* _Jobs_:
1. In the discussion of Hagar below, how many years had Avram been dwelling in the land of Canaan when Sarai gave Hagar to him?
2. Please pick up the discussion of Hagar below from its last sentence and carry it forward.

* _Excerpt to read_:
-- -- --
Her name was the immigrant, Hagar. Sarah said to Avram, "Look, Yahweh has restrained me from giving birth." So she attributes her inability to give birth to Yahweh. "Please go into my slave girl. Perhaps I can be built up by means of her." And Sarai, the wife of Avram, took Hagar, her Egyptian slave girl,

at the end of 10 years of Avram dwelling in the land of Canaan, and she gave her to Avram, her husband, as a wife. So this also has little echoes here of the woman who is making a decision that feels counter to trusting in God's promise to give child, and she takes the thing and then gives it to her husband. And that little description right there comes right verbatim, again, from the woman at the tree.

In the Garden of Eden story. Eve at the tree. Yep. Giving the fruit to her husband. Taking the fruit. Seeing it was good. I guess that doesn't say that here. But she does notice the slave girl. Yeah. And then takes and gives to her husband. And so him having sex with Hagar becomes equivalent to... Eating the fruit. Eating of the fruit. So verse 4, he went into Hagar and she became pregnant. And she saw that she was pregnant. That is, Hagar did. And her mistress...

That is, Sarai, who is the master of Hagar. So Sarai became cursed in the eyes of Hagar. So here, I guess we need to try and imagine ourselves into a patriarchal honor-shame relationship.

extended household setting, which requires imagination for you and I. That's reality for women all over the world still today. So the wife's primary value is in their ability to

To produce children. And so all of a sudden, Hagar, the slave on the low end of the social rank, just got elevated up. She got the blessing. She got the blessing. Now she can realize that Sarai, by saying she's cursed, is saying, okay, she doesn't have the blessing. That's right. Yeah. Yeah. So Hagar herself, she sees what's going on and this is a chance to gain a step up the social ladder.
-- -- --
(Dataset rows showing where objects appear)
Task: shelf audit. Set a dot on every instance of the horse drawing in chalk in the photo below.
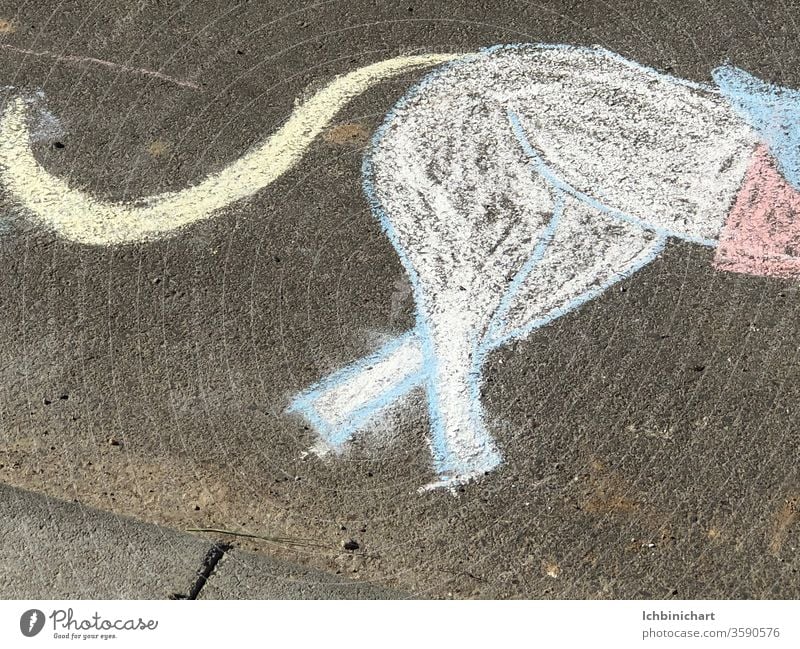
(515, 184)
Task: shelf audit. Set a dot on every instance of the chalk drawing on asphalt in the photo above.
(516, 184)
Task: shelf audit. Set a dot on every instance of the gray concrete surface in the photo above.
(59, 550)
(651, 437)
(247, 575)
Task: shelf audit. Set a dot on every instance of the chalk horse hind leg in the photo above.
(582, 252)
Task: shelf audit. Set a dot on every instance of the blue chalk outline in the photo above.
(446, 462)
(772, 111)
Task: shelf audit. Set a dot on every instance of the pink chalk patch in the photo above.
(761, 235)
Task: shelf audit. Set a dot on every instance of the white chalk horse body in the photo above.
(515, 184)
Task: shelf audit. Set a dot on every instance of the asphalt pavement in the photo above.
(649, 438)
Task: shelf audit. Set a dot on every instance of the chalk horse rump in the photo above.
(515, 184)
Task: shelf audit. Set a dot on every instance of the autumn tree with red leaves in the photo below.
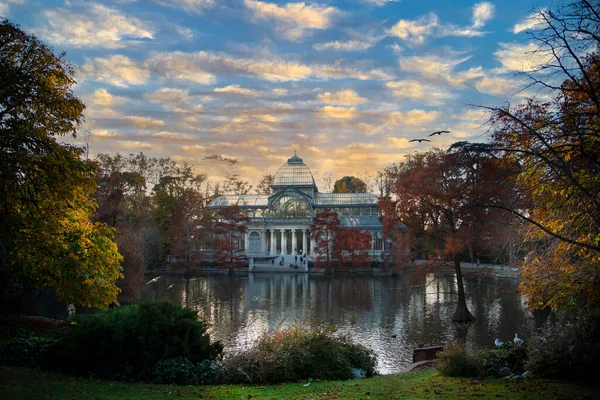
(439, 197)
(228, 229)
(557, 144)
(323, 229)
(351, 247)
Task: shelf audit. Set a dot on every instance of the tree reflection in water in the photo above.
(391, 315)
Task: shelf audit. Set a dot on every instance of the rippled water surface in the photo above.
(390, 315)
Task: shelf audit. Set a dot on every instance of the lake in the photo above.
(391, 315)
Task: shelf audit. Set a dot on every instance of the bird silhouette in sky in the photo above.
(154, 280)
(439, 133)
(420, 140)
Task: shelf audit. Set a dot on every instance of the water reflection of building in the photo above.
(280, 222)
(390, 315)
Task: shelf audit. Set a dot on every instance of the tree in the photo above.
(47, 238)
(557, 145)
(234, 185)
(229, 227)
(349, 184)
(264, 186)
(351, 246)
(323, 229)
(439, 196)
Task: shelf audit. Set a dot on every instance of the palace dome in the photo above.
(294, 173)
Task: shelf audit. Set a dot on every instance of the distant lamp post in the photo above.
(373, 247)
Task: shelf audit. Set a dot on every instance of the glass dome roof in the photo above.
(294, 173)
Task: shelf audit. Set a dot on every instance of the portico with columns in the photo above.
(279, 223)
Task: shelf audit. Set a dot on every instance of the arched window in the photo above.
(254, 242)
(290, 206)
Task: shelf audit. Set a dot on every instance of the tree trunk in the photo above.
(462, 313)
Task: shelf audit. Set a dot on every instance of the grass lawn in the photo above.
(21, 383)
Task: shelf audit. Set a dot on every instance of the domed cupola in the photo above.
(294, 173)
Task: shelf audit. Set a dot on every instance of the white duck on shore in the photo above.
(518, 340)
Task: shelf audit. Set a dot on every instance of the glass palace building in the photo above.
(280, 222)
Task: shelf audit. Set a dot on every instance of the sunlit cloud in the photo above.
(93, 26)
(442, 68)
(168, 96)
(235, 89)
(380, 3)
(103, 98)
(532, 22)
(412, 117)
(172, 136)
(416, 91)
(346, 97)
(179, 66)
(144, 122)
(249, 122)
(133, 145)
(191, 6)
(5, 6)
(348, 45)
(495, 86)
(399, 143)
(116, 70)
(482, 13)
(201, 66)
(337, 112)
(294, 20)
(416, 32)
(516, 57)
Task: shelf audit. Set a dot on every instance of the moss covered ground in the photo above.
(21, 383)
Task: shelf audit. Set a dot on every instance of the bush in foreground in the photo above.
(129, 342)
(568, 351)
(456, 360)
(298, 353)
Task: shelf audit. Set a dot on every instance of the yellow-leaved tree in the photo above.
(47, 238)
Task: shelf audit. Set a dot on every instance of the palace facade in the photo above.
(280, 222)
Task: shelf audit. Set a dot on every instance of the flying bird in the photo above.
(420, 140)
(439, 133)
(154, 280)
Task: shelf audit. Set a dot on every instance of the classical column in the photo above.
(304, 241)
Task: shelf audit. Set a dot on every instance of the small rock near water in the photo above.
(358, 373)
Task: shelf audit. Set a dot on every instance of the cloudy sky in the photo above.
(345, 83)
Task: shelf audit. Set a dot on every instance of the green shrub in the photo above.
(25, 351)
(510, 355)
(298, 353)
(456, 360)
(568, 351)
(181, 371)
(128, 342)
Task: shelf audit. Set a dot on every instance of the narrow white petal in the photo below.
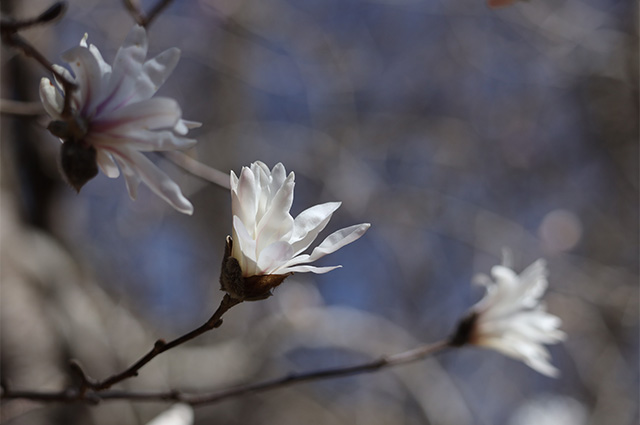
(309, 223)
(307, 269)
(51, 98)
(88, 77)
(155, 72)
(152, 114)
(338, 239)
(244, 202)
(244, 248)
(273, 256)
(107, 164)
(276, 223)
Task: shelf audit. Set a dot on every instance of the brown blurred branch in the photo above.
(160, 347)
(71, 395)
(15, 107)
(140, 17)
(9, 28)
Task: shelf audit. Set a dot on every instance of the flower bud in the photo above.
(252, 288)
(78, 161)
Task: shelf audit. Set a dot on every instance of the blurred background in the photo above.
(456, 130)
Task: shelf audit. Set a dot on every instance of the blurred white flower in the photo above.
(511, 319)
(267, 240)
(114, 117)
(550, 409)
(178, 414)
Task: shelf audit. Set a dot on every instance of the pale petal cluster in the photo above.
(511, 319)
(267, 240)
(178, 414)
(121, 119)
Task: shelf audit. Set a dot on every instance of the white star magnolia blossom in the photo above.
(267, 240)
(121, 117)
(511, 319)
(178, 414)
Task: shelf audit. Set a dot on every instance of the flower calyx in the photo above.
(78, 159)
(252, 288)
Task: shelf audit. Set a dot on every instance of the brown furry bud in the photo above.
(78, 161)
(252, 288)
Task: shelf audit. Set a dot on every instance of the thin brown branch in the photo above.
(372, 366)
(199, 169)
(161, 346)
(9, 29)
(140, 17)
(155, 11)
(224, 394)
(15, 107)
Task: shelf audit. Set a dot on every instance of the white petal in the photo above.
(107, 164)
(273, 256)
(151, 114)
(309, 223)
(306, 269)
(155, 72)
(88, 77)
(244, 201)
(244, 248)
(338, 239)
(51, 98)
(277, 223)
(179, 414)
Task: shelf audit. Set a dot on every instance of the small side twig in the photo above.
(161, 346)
-- -- --
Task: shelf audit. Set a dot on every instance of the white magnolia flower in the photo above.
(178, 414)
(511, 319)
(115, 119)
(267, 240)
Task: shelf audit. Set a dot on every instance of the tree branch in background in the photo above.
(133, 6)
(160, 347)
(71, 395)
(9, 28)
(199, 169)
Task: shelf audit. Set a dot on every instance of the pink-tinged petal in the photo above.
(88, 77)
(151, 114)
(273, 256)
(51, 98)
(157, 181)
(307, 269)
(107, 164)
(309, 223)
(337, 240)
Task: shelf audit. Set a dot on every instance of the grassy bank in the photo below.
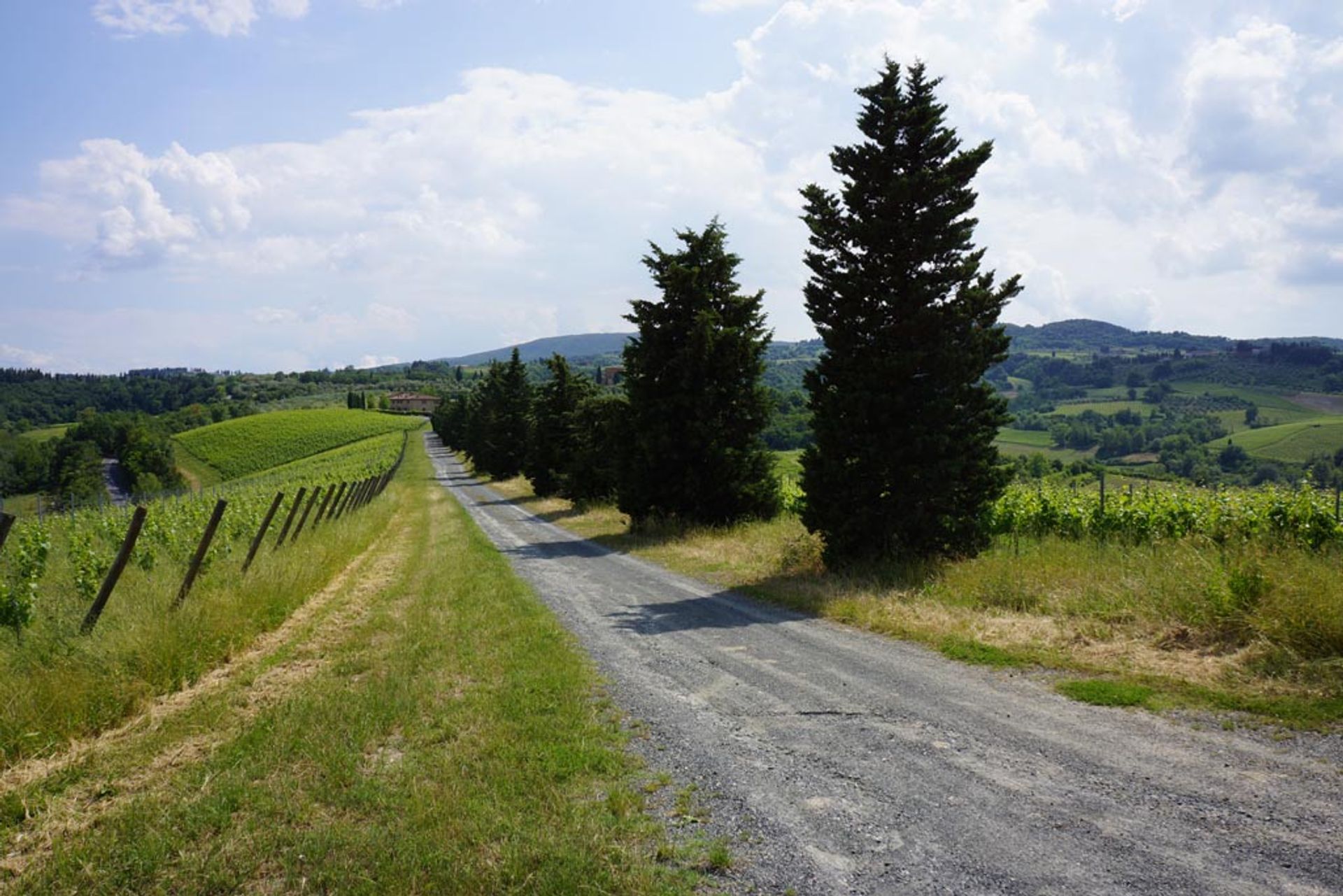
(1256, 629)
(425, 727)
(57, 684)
-- -- --
* _Written responses_:
1. 10 years.

2.
But Sarai's not having it. She said to Avram, may the violence that is done to me be upon you. I gave my slave girl into your lap and she saw that she became pregnant and I became cursed in her eyes. May Yahweh bring justice between me and you. So she's really angry at this insult to her social rank in the family. So Avram said to Sarai, look,

Your slave girl, she's in your hand. Do what's good in your eyes. So Sarai oppressed Hagar. And Hagar fled from before her. It's a really sad story. Yeah. It's like actually everybody's hurting everybody here. And blaming everyone. Yeah. Yeah. It feels a lot like the Garden of Eden. Oh.

where both Adam and Eve are to blame, neither one owns it, and they just point fingers at each other. So Sarai didn't trust, Avram just went along with it. And then when there's a moment for him to advocate for the slave, to say like, "Sarai, this was your idea."

Like, what do you mean I've done wrong to you? Or even like, hey, we agreed on this together. Right. At a minimum. Yeah. And like, we can't. Yep. Like, let's figure this out. But instead he's like, just do with it as you want. Yeah. So he just like carelessly hands Hagar over after he, you know. Yeah. So it's just really, it's a raw, realistic portrait of what humans do to each other.

And it's just like, feels like the blessing promise of Eden life for the nations in the hands of this crew. You're just like, oh my goodness. And the victim here is Hagar. So she flees. And then the messenger of Yahweh found her out there because she was by a spring of waters in the wilderness.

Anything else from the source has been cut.